** start **
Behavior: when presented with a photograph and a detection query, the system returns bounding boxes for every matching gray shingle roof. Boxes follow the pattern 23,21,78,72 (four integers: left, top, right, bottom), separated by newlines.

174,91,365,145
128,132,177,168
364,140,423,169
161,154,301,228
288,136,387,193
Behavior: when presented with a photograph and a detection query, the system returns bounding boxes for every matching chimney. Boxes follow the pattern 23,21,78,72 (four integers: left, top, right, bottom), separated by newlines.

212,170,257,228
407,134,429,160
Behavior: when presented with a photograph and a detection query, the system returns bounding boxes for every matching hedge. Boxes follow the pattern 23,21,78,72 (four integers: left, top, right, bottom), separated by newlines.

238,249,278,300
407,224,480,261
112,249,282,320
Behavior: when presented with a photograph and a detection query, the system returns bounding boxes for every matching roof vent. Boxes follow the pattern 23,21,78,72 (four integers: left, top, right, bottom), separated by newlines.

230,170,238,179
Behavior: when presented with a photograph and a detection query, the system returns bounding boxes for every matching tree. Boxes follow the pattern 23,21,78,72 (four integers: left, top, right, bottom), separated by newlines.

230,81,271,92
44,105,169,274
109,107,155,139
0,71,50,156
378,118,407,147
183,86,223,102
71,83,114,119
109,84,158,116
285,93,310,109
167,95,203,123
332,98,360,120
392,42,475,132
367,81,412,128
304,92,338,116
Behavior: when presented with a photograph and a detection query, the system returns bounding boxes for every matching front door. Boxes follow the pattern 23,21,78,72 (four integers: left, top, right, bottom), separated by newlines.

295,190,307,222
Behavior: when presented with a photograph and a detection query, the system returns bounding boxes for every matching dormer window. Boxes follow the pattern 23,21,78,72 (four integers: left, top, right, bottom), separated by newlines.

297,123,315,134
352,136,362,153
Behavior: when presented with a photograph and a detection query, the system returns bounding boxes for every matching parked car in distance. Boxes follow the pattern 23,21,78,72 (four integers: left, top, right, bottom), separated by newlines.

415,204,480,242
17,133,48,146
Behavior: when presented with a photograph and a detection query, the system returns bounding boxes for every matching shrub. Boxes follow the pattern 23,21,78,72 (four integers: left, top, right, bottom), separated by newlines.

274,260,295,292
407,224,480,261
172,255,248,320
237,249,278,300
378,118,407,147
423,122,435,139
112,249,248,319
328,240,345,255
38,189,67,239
** end **
▸ What is being asked
Render the lines above as a Markdown table with two columns, Row and Line. Number each row in order and omit the blank lines.

▸ Exercise result
| Row | Line |
|---|---|
| 1 | Behavior: when presented with a photograph and a detection query, the system returns bounding boxes for every matching gray shingle roof. Boxes follow the pattern 23,21,78,72 (four integers: left, top, right, bottom), separated by newlines. |
| 2 | 174,91,365,145 |
| 3 | 128,132,177,168 |
| 4 | 364,140,423,169 |
| 5 | 161,154,301,228 |
| 6 | 288,136,387,193 |
| 7 | Behavior: when presented with a photograph and a detection query, the system returns bounding boxes for every matching chimney. Boxes follow the pattern 23,21,78,72 (four integers: left, top, right, bottom), separated by newlines. |
| 8 | 212,170,257,228 |
| 9 | 407,134,429,160 |
| 10 | Behavior: when presented with a photograph and a detection query, the system returns bounding boxes for every matching hedge. Boxes follow the pattern 23,21,78,72 (four integers: left, top, right, bottom), separated by newlines. |
| 11 | 238,249,278,300 |
| 12 | 407,224,480,261 |
| 13 | 112,249,282,320 |
| 14 | Behavior: when presented with a photograph and a detection query, the system returns bounding boxes for every matching roof vent. Boxes follow the pattern 23,21,78,72 (four integers: left, top, right, bottom), separated by newlines. |
| 15 | 230,170,238,179 |
| 16 | Behavior: when presented with a photograph and a detection query, the system returns bounding boxes for every matching tree. Boxes follow the pattern 23,21,78,72 (four integers: left, top, right, bottom), separated by newlines. |
| 17 | 230,81,271,92 |
| 18 | 44,105,169,274 |
| 19 | 109,107,155,139 |
| 20 | 0,71,50,156 |
| 21 | 378,118,407,147 |
| 22 | 183,86,223,102 |
| 23 | 71,83,114,119 |
| 24 | 109,84,158,116 |
| 25 | 285,93,310,109 |
| 26 | 167,95,203,123 |
| 27 | 332,98,360,120 |
| 28 | 392,42,475,132 |
| 29 | 367,81,412,128 |
| 30 | 304,92,338,116 |
| 31 | Behavior: when presented with a photograph and a detection query, the system returns bounding boxes for every matching front door. Boxes follow the pattern 23,21,78,72 (four integers: left, top, right, bottom), separated by newlines. |
| 32 | 295,190,307,222 |
| 33 | Behavior: when presented with a photograph and a detection query, the system returns bounding boxes for every matching dormer window. Boxes follow the pattern 23,21,78,72 (four integers: left, top, right, bottom), separated by newlines. |
| 34 | 297,123,315,134 |
| 35 | 352,136,362,153 |
| 36 | Behavior: when presented with a photograph and a detection query, the system returns bounding boxes for every matching parked car in distance. Boxes follow the pattern 23,21,78,72 (four integers: left, top, right, bottom), separated by newlines. |
| 37 | 415,204,480,242 |
| 38 | 17,133,48,146 |
| 39 | Behavior: when presented with a photograph and a detection query, the system returns bounding boxes for every matching shrub. Boxes follow the pattern 23,21,78,72 (four integers: left, top, right, bottom), separated by newlines. |
| 40 | 274,260,295,292 |
| 41 | 407,224,480,261 |
| 42 | 172,255,248,320 |
| 43 | 237,249,278,300 |
| 44 | 378,118,407,147 |
| 45 | 423,122,435,139 |
| 46 | 112,249,248,319 |
| 47 | 328,240,345,255 |
| 48 | 38,189,67,239 |